PROBLEM: Beneath this sentence is a set of records; write each of them out exactly.

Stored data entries
------
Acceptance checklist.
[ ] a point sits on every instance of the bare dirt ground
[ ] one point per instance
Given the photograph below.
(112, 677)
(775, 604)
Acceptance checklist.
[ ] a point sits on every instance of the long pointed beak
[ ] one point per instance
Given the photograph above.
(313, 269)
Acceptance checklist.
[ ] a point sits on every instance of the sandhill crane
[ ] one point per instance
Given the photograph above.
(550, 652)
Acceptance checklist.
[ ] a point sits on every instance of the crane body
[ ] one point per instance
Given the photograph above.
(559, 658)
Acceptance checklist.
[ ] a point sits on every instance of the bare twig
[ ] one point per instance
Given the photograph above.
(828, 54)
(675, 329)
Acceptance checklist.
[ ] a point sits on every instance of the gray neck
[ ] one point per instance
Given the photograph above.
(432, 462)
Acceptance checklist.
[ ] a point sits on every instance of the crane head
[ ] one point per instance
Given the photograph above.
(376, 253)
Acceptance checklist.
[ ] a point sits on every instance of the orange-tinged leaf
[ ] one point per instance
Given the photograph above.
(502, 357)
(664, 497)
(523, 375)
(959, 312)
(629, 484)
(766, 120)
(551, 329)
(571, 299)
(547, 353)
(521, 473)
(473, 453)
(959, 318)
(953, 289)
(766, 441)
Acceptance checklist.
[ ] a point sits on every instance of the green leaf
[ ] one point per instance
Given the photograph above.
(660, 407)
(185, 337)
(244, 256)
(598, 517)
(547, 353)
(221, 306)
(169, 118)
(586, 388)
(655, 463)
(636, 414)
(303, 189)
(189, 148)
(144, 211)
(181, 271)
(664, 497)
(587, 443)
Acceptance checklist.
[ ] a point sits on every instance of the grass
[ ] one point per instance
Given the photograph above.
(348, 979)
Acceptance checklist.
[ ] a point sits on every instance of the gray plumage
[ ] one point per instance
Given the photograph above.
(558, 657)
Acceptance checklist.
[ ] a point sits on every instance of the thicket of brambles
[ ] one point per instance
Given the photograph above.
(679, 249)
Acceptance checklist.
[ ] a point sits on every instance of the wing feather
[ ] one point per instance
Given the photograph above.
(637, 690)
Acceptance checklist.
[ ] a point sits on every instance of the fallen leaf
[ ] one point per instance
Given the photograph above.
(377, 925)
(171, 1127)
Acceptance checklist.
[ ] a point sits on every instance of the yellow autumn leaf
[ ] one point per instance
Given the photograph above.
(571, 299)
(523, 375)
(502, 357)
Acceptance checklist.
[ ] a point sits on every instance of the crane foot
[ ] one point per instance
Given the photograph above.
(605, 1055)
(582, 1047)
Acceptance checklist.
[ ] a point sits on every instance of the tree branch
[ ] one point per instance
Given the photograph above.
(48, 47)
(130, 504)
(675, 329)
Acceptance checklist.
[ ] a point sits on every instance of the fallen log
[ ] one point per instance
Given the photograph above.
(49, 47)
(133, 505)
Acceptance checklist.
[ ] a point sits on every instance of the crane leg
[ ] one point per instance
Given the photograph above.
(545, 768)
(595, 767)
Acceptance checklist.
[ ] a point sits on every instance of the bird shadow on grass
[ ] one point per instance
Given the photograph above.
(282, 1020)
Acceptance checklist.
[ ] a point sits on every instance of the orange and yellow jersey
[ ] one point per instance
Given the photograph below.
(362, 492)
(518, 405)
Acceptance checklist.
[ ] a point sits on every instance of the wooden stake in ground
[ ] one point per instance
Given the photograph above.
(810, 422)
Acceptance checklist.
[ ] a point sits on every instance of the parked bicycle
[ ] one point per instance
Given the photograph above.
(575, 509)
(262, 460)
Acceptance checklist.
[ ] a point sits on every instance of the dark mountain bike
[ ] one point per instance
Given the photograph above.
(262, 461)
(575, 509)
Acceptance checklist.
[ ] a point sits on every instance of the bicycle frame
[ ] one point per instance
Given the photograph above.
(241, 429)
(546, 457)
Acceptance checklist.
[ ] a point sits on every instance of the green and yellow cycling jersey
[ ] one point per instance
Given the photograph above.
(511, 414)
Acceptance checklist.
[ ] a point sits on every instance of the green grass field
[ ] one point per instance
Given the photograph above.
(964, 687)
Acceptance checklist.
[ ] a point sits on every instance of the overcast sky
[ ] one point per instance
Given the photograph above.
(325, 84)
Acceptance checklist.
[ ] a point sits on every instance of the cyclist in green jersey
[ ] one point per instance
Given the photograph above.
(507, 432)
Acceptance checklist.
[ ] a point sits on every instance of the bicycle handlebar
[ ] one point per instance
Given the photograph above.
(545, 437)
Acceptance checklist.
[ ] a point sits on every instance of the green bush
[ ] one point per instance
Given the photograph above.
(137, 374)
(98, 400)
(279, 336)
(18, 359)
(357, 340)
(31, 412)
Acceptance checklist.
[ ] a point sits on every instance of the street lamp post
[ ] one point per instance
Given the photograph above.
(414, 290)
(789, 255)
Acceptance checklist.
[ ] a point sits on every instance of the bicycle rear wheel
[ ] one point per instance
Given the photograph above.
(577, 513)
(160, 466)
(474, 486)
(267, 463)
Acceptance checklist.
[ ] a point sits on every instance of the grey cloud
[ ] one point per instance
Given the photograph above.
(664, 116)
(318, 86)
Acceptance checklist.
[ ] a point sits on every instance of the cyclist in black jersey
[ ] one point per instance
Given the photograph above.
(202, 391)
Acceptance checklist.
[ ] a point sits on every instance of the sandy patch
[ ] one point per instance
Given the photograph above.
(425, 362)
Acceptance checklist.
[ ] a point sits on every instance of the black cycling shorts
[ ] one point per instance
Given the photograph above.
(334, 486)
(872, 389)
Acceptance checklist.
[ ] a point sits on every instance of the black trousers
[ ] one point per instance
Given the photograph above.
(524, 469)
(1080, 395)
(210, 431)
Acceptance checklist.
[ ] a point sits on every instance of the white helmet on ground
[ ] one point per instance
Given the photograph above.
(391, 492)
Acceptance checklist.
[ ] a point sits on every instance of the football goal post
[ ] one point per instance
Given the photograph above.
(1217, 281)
------
FULL ANSWER:
Acceptance checklist.
[ ] a point sits on every instance of the bare dirt ground
[ ] one point per instance
Given the photograph below.
(112, 677)
(775, 604)
Acceptance checklist.
[ ] a point sits on every instance of the long pointed beak
[ ] one point per instance
Given the photograph above.
(313, 269)
Acceptance checklist.
[ ] a point sits on every instance of the sandhill crane
[ ] one point per instance
Given the photograph above.
(550, 652)
Acceptance checklist.
[ ] a point sits on every instance of the crane body
[ ] one point per instance
Given the photograph above.
(559, 658)
Acceptance checklist.
[ ] a point sits on every instance of the bare twig
[ ] one point per instance
Given the photograph above.
(828, 54)
(675, 329)
Acceptance checklist.
[ ] a point sits on every instance of the gray neck
[ ] one point per instance
Given the photograph above.
(432, 462)
Acceptance checklist.
[ ] a point sits on every instance of the crane head
[ ] one point per instance
Given the photograph above.
(376, 253)
Acceptance checklist.
[ ] a point sits on every instance of the orange-tinged leaf
[ ] one point per instance
Given the photograph above.
(502, 357)
(664, 497)
(523, 375)
(959, 312)
(629, 484)
(766, 120)
(551, 329)
(571, 299)
(547, 353)
(521, 473)
(473, 453)
(959, 318)
(953, 289)
(766, 441)
Acceptance checklist.
[ ] a point sits on every instance of the green leaf
[ ] one point per instance
Given the photograph above.
(660, 407)
(185, 337)
(244, 256)
(598, 517)
(547, 353)
(221, 306)
(169, 118)
(586, 388)
(655, 463)
(636, 414)
(303, 189)
(189, 148)
(144, 211)
(181, 271)
(664, 497)
(587, 443)
Acceptance checklist.
[ ] a point sits on every instance of the grass
[ ] one point per instance
Given the photograph above.
(348, 979)
Acceptance checklist.
[ ] a point sits on every instance of the gray plumage
[ ] one point per instance
Given the photograph above.
(558, 657)
Acceptance checklist.
[ ] a point sits on every instance of the thicket of brambles
[ ] one point per instance
Given the photograph above.
(679, 249)
Acceptance checklist.
[ ] a point sits on every instance of the wing feather
[ ] one point per instance
Given the photograph above.
(637, 690)
Acceptance checklist.
[ ] a point sits on every instance of the fallen leaf
[ ] one point per instance
Given the photograph above.
(377, 925)
(171, 1127)
Acceptance checklist.
[ ] a point sits on every instance of the yellow autumn leaf
[ ] one point per instance
Given the photograph above.
(571, 299)
(523, 375)
(502, 357)
Acceptance checklist.
[ ] a point sits on every instance of the crane foot
[ ] one point per instance
Given the photograph above.
(605, 1055)
(582, 1047)
Acceptance checklist.
[ ] a point sits on every instance of the tree branch
[ ] one point per instance
Given the photograph above.
(48, 47)
(130, 504)
(675, 329)
Acceptance checklist.
[ ] a point sits on every instance of the fallen log
[ ] one point per instance
Given the photograph above.
(49, 47)
(133, 505)
Acceptance checklist.
[ ] a point sits on every instance of the crane leg
[ ] one point per instance
Given the photograph above.
(545, 768)
(595, 767)
Acceptance checklist.
[ ] a point sits on every instance of the bird shadow on grass
[ ] one point per instance
Given the photograph above.
(282, 1020)
Acceptance checklist.
[ ] a point sits on every instance of the orange and yellow jersey
[ ] one point per instance
Given the photograph below.
(362, 492)
(518, 405)
Acceptance checklist.
[ ] a point sits on every instance of the wooden stake in ground
[ ] one point per instance
Given the photograph above.
(810, 422)
Acceptance checklist.
[ ] a point sits on every instance of the parked bicycle
[ ] one point per instance
Given the photograph above.
(575, 509)
(262, 460)
Acceptance checklist.
[ ] a point sits on every instance of the dark mountain bike
[ ] one point per instance
Given the photograph above.
(262, 461)
(575, 509)
Acceptance checklist.
[ ] a point sits on every instance of the bicycle frame
[ ] one point per instance
Given the photograph above.
(241, 429)
(546, 457)
Acceptance checklist.
[ ] a point sits on every instance of the green and yellow cycling jersey
[ ] one point per instance
Given the photograph above.
(511, 414)
Acceptance checklist.
[ ] a point sits on every instance of the green grass field
[ ] one point per instance
Given the photograph above.
(964, 687)
Acceptance checklist.
[ ] a point sits on every instance of the overcast sky
[ ] one point per instance
Given the photograph above.
(325, 84)
Acceptance checklist.
[ ] a point sits on every instance of the cyclist in green jersey
[ ] one point per instance
Given the photograph above.
(507, 432)
Acceptance checklist.
[ ] a point sits on every instance of the bicycle handlebar
[ ] one point per instance
Given the photograph above.
(545, 437)
Acceptance checklist.
[ ] a point sits on every instance of the green bush
[ ] one point per instance
Given the photograph above.
(137, 374)
(98, 400)
(279, 336)
(18, 359)
(357, 340)
(31, 412)
Acceptance checklist.
[ ] a point sits on every instance of the street lamp post
[ ] one point per instance
Given the photograph above.
(414, 290)
(789, 255)
Acceptance checklist.
[ ] a point sits on every instance of the bicycle rear wheel
[ ] one point per instance
Given the photograph above.
(577, 513)
(160, 466)
(474, 486)
(267, 463)
Acceptance checklist.
[ ] a point sits on every instance of the grey cloud
[ ] one point per instance
Given the photograph above.
(664, 116)
(318, 86)
Acceptance checklist.
[ ] a point sits on every instance of the cyclist in black jersey
[ ] one point per instance
Given the photograph above.
(202, 391)
Acceptance checklist.
[ ] a point sits on every instance of the sandy patch
[ ] one point per instance
Given the photograph above.
(425, 362)
Acceptance checklist.
[ ] a point sits on every instance of the black cycling shorts
[ ] one point per instance
Given the photograph above.
(334, 486)
(872, 389)
Acceptance checklist.
[ ] a point sits on every instance of the black trousers
[ ] one point per instance
Given the photograph above.
(524, 469)
(1080, 395)
(210, 431)
Acceptance checklist.
[ ] a point sits on every instance of the white helmet on ground
[ ] one point per instance
Given the photograph above.
(391, 492)
Acceptance checklist.
[ ] a point sits on every instance of the football goal post
[ ] one point per instance
Given the photograph above.
(1217, 281)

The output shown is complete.